DATA PROVIDED:
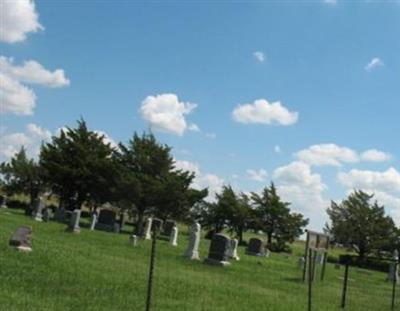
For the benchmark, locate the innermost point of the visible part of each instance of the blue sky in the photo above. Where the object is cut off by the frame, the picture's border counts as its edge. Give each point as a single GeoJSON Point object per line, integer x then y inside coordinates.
{"type": "Point", "coordinates": [207, 77]}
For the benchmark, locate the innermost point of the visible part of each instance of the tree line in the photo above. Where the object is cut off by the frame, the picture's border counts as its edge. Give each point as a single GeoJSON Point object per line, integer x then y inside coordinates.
{"type": "Point", "coordinates": [80, 168]}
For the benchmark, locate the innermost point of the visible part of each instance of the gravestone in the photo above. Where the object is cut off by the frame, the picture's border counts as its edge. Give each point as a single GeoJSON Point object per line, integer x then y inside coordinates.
{"type": "Point", "coordinates": [147, 228]}
{"type": "Point", "coordinates": [167, 228]}
{"type": "Point", "coordinates": [38, 209]}
{"type": "Point", "coordinates": [173, 240]}
{"type": "Point", "coordinates": [157, 225]}
{"type": "Point", "coordinates": [47, 214]}
{"type": "Point", "coordinates": [233, 249]}
{"type": "Point", "coordinates": [107, 221]}
{"type": "Point", "coordinates": [93, 221]}
{"type": "Point", "coordinates": [22, 239]}
{"type": "Point", "coordinates": [393, 274]}
{"type": "Point", "coordinates": [301, 262]}
{"type": "Point", "coordinates": [218, 251]}
{"type": "Point", "coordinates": [192, 250]}
{"type": "Point", "coordinates": [74, 221]}
{"type": "Point", "coordinates": [3, 201]}
{"type": "Point", "coordinates": [256, 247]}
{"type": "Point", "coordinates": [133, 239]}
{"type": "Point", "coordinates": [320, 258]}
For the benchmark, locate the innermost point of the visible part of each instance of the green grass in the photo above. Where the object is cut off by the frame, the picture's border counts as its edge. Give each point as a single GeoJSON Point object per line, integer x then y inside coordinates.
{"type": "Point", "coordinates": [96, 270]}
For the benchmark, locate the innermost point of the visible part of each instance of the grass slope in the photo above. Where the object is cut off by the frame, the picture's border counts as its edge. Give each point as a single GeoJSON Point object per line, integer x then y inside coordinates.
{"type": "Point", "coordinates": [96, 270]}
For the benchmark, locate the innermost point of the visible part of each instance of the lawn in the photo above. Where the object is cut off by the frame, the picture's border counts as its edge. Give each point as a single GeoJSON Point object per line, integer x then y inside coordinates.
{"type": "Point", "coordinates": [96, 270]}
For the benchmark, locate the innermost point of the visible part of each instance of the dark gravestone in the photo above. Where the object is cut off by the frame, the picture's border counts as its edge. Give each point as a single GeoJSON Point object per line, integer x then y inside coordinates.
{"type": "Point", "coordinates": [22, 239]}
{"type": "Point", "coordinates": [168, 226]}
{"type": "Point", "coordinates": [107, 221]}
{"type": "Point", "coordinates": [156, 225]}
{"type": "Point", "coordinates": [3, 201]}
{"type": "Point", "coordinates": [256, 247]}
{"type": "Point", "coordinates": [219, 250]}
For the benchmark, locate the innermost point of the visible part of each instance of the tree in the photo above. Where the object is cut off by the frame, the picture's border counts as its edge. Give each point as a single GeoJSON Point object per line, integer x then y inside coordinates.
{"type": "Point", "coordinates": [22, 175]}
{"type": "Point", "coordinates": [230, 210]}
{"type": "Point", "coordinates": [273, 216]}
{"type": "Point", "coordinates": [79, 163]}
{"type": "Point", "coordinates": [358, 223]}
{"type": "Point", "coordinates": [150, 183]}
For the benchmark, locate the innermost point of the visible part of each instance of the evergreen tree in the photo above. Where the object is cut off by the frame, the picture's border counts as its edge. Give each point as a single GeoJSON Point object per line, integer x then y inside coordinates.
{"type": "Point", "coordinates": [273, 216]}
{"type": "Point", "coordinates": [78, 163]}
{"type": "Point", "coordinates": [22, 175]}
{"type": "Point", "coordinates": [358, 223]}
{"type": "Point", "coordinates": [150, 183]}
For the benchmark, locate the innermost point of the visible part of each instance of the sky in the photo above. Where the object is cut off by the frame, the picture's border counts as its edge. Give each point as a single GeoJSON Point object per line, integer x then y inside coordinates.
{"type": "Point", "coordinates": [302, 93]}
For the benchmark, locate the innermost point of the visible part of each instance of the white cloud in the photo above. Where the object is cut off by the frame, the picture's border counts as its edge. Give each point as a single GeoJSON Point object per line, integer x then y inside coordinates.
{"type": "Point", "coordinates": [211, 135]}
{"type": "Point", "coordinates": [202, 180]}
{"type": "Point", "coordinates": [17, 98]}
{"type": "Point", "coordinates": [31, 139]}
{"type": "Point", "coordinates": [387, 181]}
{"type": "Point", "coordinates": [373, 64]}
{"type": "Point", "coordinates": [327, 154]}
{"type": "Point", "coordinates": [263, 112]}
{"type": "Point", "coordinates": [384, 185]}
{"type": "Point", "coordinates": [259, 56]}
{"type": "Point", "coordinates": [334, 155]}
{"type": "Point", "coordinates": [18, 18]}
{"type": "Point", "coordinates": [257, 175]}
{"type": "Point", "coordinates": [193, 127]}
{"type": "Point", "coordinates": [166, 113]}
{"type": "Point", "coordinates": [373, 155]}
{"type": "Point", "coordinates": [305, 190]}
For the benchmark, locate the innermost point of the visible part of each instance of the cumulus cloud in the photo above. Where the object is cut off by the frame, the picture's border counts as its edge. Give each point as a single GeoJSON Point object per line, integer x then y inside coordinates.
{"type": "Point", "coordinates": [373, 64]}
{"type": "Point", "coordinates": [305, 190]}
{"type": "Point", "coordinates": [18, 18]}
{"type": "Point", "coordinates": [327, 154]}
{"type": "Point", "coordinates": [259, 56]}
{"type": "Point", "coordinates": [15, 96]}
{"type": "Point", "coordinates": [334, 155]}
{"type": "Point", "coordinates": [387, 181]}
{"type": "Point", "coordinates": [277, 149]}
{"type": "Point", "coordinates": [202, 180]}
{"type": "Point", "coordinates": [166, 113]}
{"type": "Point", "coordinates": [257, 175]}
{"type": "Point", "coordinates": [31, 139]}
{"type": "Point", "coordinates": [385, 186]}
{"type": "Point", "coordinates": [211, 135]}
{"type": "Point", "coordinates": [263, 112]}
{"type": "Point", "coordinates": [373, 155]}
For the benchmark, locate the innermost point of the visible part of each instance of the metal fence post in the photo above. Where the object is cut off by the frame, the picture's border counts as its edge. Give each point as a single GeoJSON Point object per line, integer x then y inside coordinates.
{"type": "Point", "coordinates": [346, 275]}
{"type": "Point", "coordinates": [310, 278]}
{"type": "Point", "coordinates": [151, 271]}
{"type": "Point", "coordinates": [394, 284]}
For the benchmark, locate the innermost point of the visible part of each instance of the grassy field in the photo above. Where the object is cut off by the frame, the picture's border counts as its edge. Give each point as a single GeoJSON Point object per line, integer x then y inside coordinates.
{"type": "Point", "coordinates": [96, 270]}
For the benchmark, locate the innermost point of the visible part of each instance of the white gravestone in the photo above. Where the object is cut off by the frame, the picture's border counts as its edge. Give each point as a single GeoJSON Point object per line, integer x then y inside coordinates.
{"type": "Point", "coordinates": [133, 240]}
{"type": "Point", "coordinates": [74, 222]}
{"type": "Point", "coordinates": [39, 209]}
{"type": "Point", "coordinates": [232, 253]}
{"type": "Point", "coordinates": [147, 229]}
{"type": "Point", "coordinates": [393, 274]}
{"type": "Point", "coordinates": [173, 240]}
{"type": "Point", "coordinates": [194, 240]}
{"type": "Point", "coordinates": [94, 221]}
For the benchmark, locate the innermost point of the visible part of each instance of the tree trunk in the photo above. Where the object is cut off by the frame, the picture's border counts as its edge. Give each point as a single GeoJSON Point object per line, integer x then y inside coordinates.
{"type": "Point", "coordinates": [240, 235]}
{"type": "Point", "coordinates": [139, 224]}
{"type": "Point", "coordinates": [269, 239]}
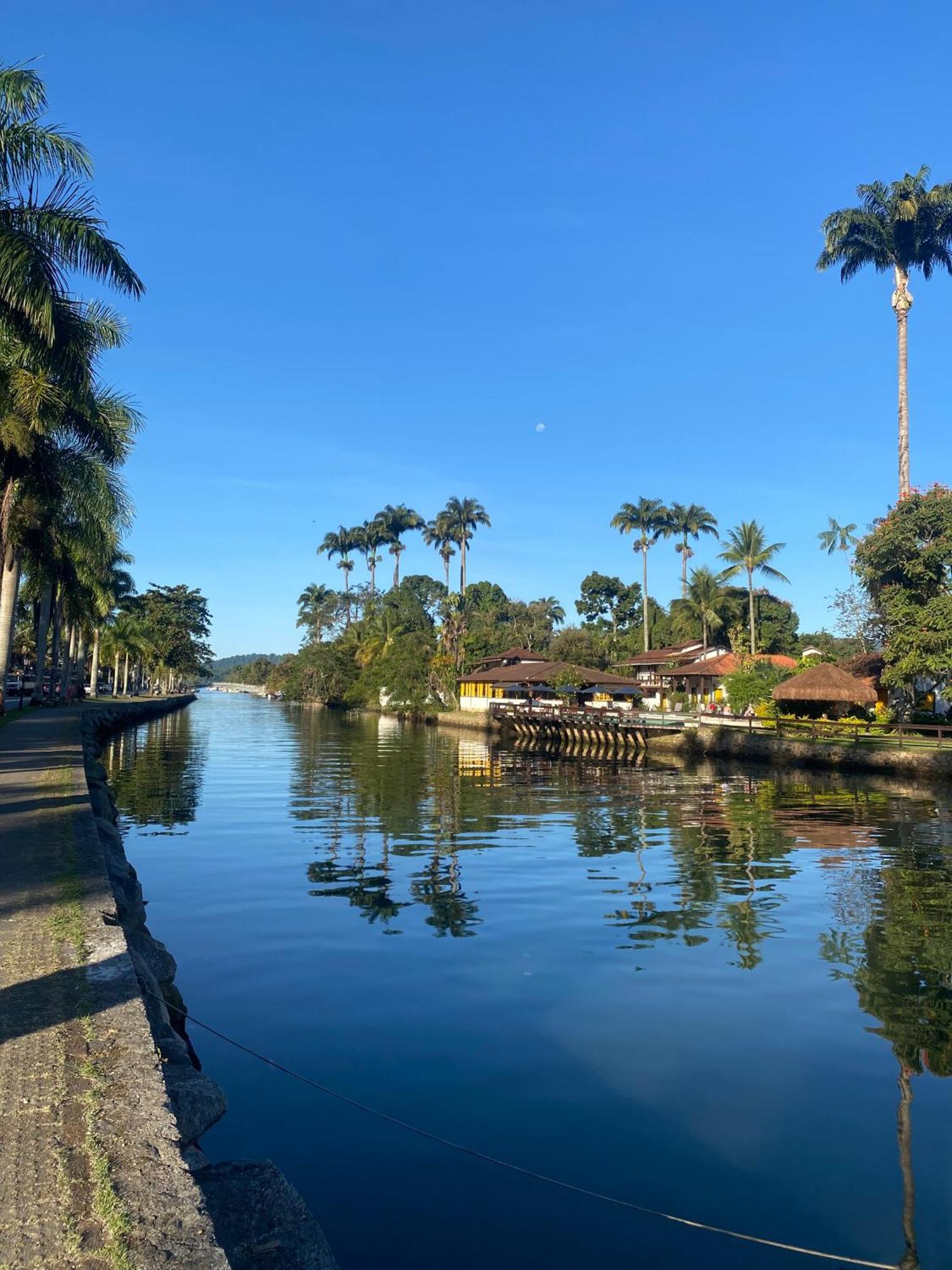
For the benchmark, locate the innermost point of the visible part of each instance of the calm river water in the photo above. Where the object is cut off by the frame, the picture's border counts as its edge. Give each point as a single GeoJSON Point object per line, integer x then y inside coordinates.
{"type": "Point", "coordinates": [720, 994]}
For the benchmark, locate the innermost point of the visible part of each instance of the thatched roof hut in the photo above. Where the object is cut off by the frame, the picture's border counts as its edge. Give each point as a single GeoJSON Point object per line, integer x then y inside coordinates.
{"type": "Point", "coordinates": [826, 683]}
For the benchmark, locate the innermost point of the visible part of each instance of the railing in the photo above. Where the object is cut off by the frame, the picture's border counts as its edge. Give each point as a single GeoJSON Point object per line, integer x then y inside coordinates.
{"type": "Point", "coordinates": [557, 713]}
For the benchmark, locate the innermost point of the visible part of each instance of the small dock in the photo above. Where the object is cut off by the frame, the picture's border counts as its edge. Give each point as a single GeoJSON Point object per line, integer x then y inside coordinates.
{"type": "Point", "coordinates": [582, 727]}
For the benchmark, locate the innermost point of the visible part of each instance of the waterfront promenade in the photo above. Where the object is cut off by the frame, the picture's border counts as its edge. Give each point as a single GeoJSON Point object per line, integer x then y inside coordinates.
{"type": "Point", "coordinates": [91, 1170]}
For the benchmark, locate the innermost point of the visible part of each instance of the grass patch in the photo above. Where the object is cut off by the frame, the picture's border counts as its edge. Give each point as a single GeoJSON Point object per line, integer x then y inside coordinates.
{"type": "Point", "coordinates": [107, 1205]}
{"type": "Point", "coordinates": [68, 925]}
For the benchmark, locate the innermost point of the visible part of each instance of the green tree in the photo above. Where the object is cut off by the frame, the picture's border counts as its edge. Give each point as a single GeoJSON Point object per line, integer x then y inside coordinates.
{"type": "Point", "coordinates": [898, 228]}
{"type": "Point", "coordinates": [342, 543]}
{"type": "Point", "coordinates": [317, 608]}
{"type": "Point", "coordinates": [706, 601]}
{"type": "Point", "coordinates": [838, 538]}
{"type": "Point", "coordinates": [178, 624]}
{"type": "Point", "coordinates": [395, 523]}
{"type": "Point", "coordinates": [649, 520]}
{"type": "Point", "coordinates": [609, 603]}
{"type": "Point", "coordinates": [689, 521]}
{"type": "Point", "coordinates": [371, 537]}
{"type": "Point", "coordinates": [748, 552]}
{"type": "Point", "coordinates": [439, 534]}
{"type": "Point", "coordinates": [906, 566]}
{"type": "Point", "coordinates": [583, 646]}
{"type": "Point", "coordinates": [50, 227]}
{"type": "Point", "coordinates": [461, 519]}
{"type": "Point", "coordinates": [753, 683]}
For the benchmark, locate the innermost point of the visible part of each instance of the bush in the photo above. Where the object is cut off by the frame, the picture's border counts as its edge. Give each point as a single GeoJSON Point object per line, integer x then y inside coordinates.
{"type": "Point", "coordinates": [753, 684]}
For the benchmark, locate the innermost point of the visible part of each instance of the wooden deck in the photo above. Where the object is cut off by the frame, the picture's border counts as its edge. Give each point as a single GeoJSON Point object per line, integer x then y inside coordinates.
{"type": "Point", "coordinates": [620, 731]}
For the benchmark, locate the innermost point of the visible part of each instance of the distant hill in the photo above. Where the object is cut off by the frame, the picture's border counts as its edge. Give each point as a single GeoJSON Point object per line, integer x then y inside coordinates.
{"type": "Point", "coordinates": [223, 665]}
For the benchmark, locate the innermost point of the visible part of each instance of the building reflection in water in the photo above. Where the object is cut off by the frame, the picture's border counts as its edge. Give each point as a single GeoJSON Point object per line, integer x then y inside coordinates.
{"type": "Point", "coordinates": [695, 857]}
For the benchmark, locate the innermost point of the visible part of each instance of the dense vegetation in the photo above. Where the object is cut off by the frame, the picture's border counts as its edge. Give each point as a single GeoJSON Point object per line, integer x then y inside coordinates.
{"type": "Point", "coordinates": [225, 669]}
{"type": "Point", "coordinates": [67, 599]}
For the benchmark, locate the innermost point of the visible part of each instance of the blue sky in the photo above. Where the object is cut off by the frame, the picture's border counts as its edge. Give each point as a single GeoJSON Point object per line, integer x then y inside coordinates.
{"type": "Point", "coordinates": [384, 242]}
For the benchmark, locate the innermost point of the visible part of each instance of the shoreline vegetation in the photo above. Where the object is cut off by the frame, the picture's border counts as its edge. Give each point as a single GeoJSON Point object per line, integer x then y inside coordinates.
{"type": "Point", "coordinates": [404, 650]}
{"type": "Point", "coordinates": [69, 609]}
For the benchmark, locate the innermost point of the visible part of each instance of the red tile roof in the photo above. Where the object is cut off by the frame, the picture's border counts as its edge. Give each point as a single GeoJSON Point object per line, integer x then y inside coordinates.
{"type": "Point", "coordinates": [717, 667]}
{"type": "Point", "coordinates": [659, 656]}
{"type": "Point", "coordinates": [544, 672]}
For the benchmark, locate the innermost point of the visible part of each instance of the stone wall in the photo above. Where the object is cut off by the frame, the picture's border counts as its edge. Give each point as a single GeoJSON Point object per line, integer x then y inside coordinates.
{"type": "Point", "coordinates": [258, 1217]}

DIRECTIONS FOR THIS TASK:
Extract every line from the one containing "the red tile" through the last line of the data, inclusive, exactly as written.

FINAL RESULT:
For the benchmark, locate the innermost point of the visible part of each instance of the red tile roof in the photo above. Where the object is cut off by the frame, the picture's border counts as its edge. Give each point as a single GeoJSON Point object per line, integer x then y inside coordinates.
{"type": "Point", "coordinates": [717, 667]}
{"type": "Point", "coordinates": [659, 656]}
{"type": "Point", "coordinates": [544, 672]}
For the benchmark, locate the innermost point of the visible part of each instance of the stone wall in the photo above. Where the object is cut off by the frame, the picture's border counts as its edge. Give each point as a single GeoJSON Point object per line, integer x then y inside coordinates.
{"type": "Point", "coordinates": [258, 1217]}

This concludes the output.